:: PROBLEM DETAILS ::
Transcribe the data underneath exactly. No images belong in your version.

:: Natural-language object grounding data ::
•••

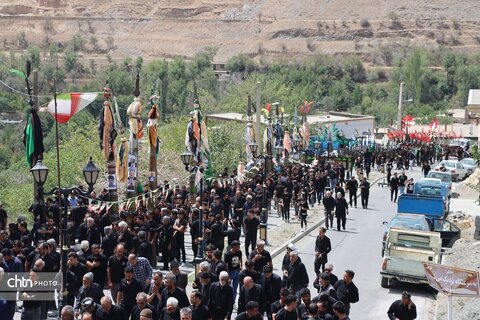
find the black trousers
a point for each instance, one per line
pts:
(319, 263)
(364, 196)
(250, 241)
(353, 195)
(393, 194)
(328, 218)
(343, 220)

•••

:: WRITTEN RESPONSE ::
find the black trousers
a point for each instance, one per line
pts:
(319, 263)
(364, 196)
(250, 241)
(353, 195)
(393, 194)
(328, 218)
(343, 220)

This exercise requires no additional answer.